**Extracted information:**
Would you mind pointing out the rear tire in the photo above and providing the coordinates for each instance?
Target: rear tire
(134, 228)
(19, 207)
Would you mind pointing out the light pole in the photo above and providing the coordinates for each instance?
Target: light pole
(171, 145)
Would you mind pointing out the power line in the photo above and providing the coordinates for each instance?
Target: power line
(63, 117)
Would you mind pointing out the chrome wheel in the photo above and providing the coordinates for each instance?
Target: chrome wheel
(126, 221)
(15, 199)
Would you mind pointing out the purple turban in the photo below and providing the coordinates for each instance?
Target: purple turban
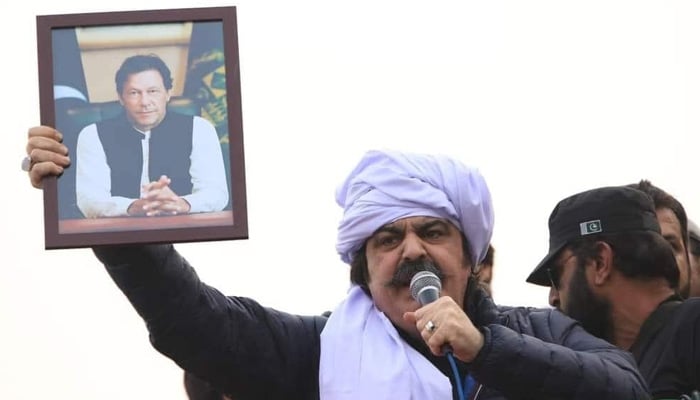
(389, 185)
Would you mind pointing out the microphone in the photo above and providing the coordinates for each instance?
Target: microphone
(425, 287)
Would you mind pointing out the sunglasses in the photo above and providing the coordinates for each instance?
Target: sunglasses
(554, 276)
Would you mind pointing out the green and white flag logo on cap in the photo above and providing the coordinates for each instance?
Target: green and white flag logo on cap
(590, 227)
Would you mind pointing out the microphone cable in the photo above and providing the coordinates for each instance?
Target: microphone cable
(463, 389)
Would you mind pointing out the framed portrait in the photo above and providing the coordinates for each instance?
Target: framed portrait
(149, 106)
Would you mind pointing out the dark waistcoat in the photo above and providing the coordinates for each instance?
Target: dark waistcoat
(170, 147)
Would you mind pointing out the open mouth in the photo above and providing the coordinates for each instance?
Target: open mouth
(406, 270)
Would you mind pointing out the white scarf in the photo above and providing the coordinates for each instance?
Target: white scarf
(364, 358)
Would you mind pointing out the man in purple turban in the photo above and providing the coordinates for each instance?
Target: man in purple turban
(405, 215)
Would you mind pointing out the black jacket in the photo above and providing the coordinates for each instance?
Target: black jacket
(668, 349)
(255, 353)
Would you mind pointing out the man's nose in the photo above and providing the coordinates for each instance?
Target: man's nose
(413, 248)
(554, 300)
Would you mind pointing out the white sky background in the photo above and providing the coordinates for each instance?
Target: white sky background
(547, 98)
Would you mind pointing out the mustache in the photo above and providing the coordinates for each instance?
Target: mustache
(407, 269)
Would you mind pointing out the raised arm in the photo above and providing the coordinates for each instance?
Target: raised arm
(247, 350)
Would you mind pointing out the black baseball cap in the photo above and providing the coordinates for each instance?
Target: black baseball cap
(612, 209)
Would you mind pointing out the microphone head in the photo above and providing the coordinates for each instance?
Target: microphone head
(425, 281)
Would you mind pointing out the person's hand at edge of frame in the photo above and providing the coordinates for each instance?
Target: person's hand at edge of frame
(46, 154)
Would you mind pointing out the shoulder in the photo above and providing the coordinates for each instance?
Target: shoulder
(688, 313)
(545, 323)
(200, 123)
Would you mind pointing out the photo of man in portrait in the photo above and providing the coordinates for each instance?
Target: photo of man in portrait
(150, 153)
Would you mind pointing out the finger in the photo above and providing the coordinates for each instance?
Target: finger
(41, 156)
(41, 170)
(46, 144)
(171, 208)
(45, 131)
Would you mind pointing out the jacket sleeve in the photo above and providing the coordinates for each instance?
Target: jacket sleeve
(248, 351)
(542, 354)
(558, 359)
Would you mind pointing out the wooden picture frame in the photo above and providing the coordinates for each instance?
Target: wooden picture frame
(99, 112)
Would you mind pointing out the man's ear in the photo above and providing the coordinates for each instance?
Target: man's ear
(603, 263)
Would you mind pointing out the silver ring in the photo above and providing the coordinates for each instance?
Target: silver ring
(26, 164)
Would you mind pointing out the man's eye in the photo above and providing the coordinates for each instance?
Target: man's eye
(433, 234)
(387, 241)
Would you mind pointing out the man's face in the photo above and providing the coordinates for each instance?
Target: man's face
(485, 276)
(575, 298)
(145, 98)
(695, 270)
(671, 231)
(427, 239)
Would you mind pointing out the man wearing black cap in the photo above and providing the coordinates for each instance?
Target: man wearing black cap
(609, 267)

* * *

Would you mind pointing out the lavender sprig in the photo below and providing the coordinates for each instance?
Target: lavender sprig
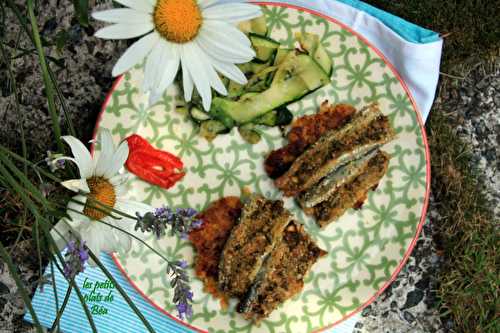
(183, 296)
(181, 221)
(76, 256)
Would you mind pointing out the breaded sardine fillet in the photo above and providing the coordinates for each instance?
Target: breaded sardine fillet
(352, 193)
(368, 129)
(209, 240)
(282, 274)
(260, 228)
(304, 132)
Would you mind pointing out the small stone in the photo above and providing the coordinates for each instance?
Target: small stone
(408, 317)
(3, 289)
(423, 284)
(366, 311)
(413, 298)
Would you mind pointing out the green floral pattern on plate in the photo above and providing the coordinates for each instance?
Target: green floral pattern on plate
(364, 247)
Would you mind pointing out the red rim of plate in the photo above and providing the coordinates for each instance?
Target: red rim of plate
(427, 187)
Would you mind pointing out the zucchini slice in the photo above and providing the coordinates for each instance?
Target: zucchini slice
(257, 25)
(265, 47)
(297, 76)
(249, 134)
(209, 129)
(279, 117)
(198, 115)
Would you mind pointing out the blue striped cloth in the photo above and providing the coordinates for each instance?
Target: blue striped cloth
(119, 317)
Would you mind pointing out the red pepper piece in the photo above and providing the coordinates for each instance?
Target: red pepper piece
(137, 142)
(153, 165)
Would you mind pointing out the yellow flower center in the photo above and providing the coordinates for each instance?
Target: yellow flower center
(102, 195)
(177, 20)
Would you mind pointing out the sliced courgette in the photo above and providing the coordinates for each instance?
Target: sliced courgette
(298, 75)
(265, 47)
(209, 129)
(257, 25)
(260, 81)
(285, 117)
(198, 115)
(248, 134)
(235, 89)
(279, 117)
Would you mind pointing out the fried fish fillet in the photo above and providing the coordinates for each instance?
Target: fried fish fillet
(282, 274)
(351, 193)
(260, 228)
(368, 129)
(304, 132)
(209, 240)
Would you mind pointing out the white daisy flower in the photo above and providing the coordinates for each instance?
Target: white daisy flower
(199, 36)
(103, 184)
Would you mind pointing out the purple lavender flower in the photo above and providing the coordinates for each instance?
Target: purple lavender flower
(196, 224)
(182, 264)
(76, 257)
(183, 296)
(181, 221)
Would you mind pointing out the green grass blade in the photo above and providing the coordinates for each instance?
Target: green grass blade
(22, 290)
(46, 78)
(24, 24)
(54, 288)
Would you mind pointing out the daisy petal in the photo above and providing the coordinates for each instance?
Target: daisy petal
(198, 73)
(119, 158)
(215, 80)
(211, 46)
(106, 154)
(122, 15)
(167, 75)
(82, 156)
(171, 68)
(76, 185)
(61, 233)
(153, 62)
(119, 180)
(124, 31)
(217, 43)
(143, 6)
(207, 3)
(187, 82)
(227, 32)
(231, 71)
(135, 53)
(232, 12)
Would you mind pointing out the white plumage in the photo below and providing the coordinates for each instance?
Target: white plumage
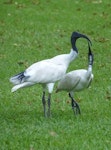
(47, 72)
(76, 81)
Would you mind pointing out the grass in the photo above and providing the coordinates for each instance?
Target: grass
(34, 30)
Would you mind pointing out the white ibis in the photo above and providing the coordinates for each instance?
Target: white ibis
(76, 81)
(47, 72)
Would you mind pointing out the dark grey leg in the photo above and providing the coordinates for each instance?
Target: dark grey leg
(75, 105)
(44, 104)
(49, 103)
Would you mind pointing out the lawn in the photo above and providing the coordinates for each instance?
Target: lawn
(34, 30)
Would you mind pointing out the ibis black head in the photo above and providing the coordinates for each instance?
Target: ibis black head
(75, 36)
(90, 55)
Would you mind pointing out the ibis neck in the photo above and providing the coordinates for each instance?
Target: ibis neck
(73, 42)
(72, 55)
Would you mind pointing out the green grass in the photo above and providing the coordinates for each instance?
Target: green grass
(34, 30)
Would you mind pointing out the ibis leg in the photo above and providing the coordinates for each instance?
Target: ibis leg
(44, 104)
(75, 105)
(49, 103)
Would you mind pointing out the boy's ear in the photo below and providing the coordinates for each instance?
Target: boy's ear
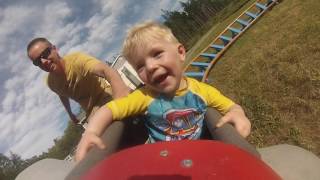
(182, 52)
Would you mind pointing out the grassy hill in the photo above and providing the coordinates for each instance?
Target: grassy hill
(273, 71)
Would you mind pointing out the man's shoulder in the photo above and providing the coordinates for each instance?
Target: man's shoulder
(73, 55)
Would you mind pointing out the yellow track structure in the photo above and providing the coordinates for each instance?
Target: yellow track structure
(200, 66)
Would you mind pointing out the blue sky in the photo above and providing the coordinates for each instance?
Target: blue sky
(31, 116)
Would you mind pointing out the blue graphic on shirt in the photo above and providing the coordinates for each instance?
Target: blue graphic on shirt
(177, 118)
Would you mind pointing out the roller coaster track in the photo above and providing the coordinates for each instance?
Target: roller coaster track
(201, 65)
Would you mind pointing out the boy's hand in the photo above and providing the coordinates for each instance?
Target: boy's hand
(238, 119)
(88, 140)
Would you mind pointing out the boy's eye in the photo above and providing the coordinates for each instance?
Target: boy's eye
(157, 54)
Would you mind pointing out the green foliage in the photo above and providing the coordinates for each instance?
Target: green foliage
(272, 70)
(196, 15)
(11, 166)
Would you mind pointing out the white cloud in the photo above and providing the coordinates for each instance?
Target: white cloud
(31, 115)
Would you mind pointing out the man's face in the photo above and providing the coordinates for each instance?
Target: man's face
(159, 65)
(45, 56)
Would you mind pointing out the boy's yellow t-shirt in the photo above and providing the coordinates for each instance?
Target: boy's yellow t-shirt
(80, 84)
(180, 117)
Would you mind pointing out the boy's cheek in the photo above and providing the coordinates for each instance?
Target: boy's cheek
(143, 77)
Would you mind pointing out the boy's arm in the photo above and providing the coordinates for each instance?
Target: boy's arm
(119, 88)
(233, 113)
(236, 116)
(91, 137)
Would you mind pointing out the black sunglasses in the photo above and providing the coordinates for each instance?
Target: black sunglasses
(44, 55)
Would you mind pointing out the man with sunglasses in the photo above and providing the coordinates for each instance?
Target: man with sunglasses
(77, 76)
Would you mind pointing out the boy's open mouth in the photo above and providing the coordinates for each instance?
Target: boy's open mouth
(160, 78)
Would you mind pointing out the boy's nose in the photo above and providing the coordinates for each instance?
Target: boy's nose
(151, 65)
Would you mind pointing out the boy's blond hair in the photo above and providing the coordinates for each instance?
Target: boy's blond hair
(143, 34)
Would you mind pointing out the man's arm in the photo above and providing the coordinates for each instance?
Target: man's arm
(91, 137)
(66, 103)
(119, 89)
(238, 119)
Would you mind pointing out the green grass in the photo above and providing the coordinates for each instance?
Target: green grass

**Exercise prompt:**
When a line above contains the string "below", copy that line.

**Finished exercise:**
Would you mind pointing out the purple turban in the photo below and providing the coordinates for each instance?
Would you mind pointing out the lavender sprig in the photo below and providing the coordinates for each instance?
Would you mind pointing out the white plumage in the photo below and providing the coordinates for each instance?
Would you mind pointing out the boy's ear in the photo below and providing the coordinates for each instance?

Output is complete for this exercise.